# Task
Search the listing for the word "concrete" and return each line that contains it.

──────────

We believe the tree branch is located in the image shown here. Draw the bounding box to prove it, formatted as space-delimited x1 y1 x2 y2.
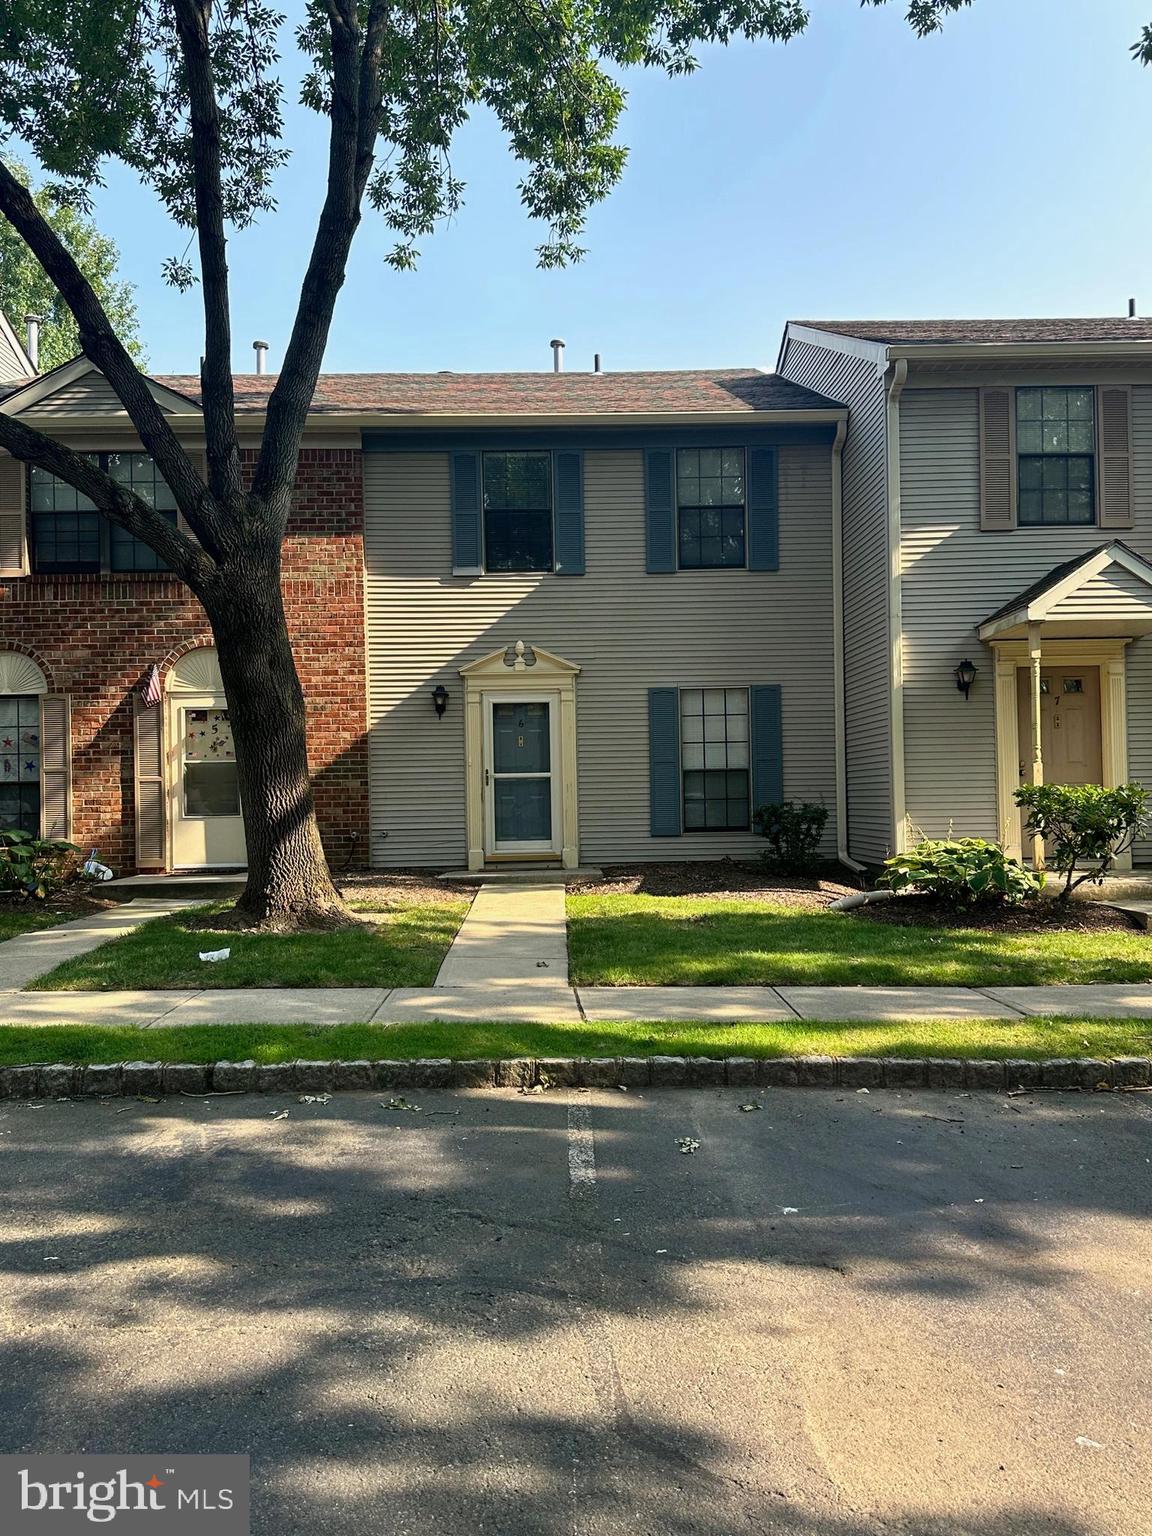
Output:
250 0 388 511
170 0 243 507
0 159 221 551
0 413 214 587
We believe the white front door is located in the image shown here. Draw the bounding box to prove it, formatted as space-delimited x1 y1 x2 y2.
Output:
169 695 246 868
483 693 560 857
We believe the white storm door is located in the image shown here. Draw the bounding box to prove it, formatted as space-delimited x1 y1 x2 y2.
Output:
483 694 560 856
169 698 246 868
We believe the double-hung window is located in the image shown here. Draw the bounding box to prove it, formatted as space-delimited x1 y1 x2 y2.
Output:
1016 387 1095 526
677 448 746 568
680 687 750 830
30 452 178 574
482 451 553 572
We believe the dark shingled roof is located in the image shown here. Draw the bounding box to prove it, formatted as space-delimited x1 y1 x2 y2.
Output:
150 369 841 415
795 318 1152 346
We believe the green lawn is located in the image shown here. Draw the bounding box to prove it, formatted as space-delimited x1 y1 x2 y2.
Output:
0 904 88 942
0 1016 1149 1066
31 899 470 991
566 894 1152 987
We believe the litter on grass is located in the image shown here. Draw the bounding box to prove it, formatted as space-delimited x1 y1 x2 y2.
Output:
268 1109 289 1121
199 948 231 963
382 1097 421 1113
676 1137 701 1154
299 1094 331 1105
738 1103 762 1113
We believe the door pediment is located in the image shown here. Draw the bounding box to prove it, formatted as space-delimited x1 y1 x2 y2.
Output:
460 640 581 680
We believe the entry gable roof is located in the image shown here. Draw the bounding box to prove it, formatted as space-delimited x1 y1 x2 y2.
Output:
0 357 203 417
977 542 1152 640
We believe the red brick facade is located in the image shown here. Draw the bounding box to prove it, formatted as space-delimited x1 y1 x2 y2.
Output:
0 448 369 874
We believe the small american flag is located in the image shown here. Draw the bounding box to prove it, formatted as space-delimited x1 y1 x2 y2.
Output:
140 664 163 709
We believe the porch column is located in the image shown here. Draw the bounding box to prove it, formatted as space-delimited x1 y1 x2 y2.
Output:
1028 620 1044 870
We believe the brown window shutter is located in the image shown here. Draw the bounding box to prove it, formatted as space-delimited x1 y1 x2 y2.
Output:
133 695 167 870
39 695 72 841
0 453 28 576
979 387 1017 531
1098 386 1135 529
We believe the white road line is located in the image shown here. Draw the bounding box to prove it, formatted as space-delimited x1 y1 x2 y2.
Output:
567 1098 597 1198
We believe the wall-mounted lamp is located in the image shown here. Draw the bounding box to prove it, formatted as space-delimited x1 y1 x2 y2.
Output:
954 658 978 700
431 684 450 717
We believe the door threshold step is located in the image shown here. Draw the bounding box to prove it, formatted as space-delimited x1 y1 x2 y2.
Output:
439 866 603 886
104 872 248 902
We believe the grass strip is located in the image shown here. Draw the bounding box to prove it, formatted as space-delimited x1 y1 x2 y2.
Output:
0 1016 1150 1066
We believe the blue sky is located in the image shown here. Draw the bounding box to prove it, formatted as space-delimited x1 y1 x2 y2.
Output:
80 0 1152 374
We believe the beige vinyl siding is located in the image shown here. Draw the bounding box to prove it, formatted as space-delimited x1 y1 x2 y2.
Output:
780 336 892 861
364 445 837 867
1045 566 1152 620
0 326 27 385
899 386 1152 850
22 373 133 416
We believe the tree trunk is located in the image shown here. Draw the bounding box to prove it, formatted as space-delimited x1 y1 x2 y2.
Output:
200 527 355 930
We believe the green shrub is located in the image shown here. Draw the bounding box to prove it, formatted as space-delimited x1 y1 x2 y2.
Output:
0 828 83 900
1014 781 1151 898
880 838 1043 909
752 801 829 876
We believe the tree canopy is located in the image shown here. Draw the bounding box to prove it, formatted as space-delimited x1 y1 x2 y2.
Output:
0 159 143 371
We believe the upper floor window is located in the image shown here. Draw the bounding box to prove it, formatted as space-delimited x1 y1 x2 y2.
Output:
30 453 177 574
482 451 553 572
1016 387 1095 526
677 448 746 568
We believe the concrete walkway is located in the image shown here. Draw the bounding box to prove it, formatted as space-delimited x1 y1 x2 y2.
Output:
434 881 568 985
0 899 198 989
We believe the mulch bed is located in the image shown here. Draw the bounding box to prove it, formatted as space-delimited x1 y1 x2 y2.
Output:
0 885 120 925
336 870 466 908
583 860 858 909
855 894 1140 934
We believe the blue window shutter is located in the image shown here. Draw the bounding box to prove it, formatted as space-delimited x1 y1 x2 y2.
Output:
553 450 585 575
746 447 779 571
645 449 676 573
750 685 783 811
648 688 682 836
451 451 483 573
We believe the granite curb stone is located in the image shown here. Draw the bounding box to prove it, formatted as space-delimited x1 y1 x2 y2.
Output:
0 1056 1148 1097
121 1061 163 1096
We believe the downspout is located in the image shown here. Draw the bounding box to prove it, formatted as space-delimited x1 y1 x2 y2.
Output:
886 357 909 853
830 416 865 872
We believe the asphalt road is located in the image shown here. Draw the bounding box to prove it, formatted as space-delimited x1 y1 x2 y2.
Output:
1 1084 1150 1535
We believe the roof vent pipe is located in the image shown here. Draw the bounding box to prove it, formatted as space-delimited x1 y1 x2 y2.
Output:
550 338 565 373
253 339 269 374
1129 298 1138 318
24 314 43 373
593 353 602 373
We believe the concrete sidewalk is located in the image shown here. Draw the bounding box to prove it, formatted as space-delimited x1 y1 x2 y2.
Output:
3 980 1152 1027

──────────

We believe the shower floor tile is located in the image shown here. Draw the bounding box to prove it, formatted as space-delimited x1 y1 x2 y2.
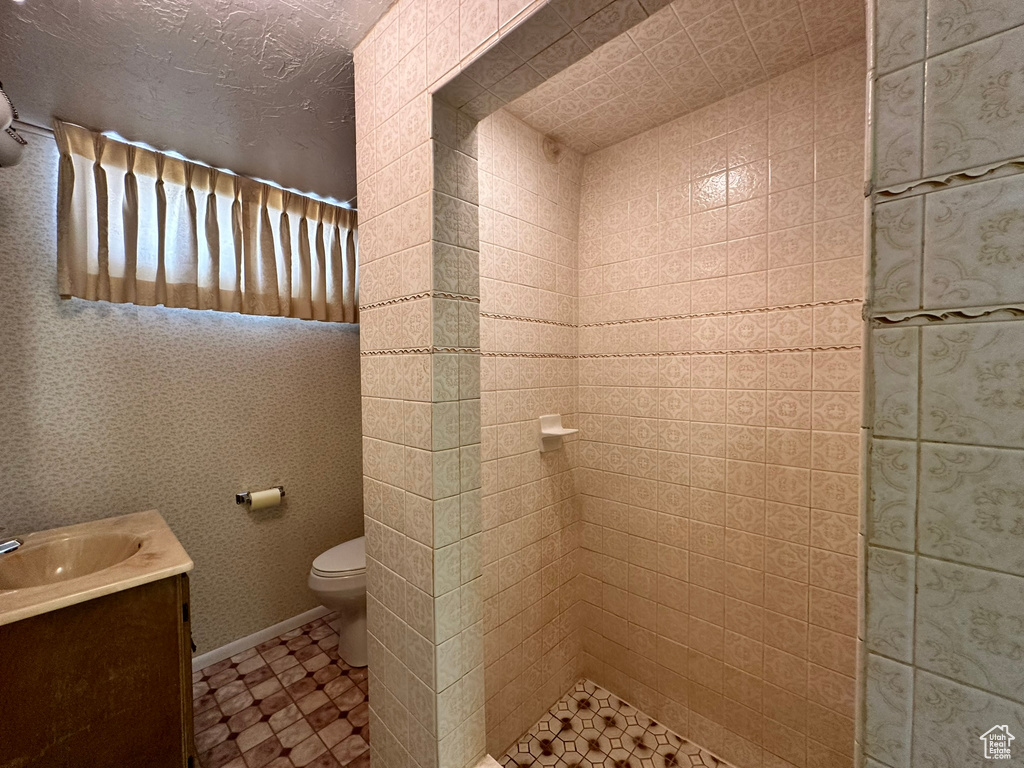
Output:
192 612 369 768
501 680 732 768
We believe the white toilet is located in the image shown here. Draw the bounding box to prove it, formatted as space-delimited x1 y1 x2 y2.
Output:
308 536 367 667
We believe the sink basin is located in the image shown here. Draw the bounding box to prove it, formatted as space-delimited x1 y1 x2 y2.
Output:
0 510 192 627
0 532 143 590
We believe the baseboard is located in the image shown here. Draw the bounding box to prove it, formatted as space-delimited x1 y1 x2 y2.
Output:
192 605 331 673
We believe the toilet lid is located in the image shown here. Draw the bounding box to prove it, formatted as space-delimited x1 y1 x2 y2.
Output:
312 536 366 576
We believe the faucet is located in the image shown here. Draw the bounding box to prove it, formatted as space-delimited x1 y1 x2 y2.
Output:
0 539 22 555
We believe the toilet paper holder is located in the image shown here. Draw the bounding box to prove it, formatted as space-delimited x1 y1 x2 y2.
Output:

──────────

# Task solution
We believe the concrete walkway is located in the image shown here. Draw the bounding box to prove it, formatted as space-delimited x1 y1 x2 y2.
We believe the concrete sidewalk is located in the image shown here. Draw the bounding box to prove it, formatted as space-delimited x1 y1 x2 y2.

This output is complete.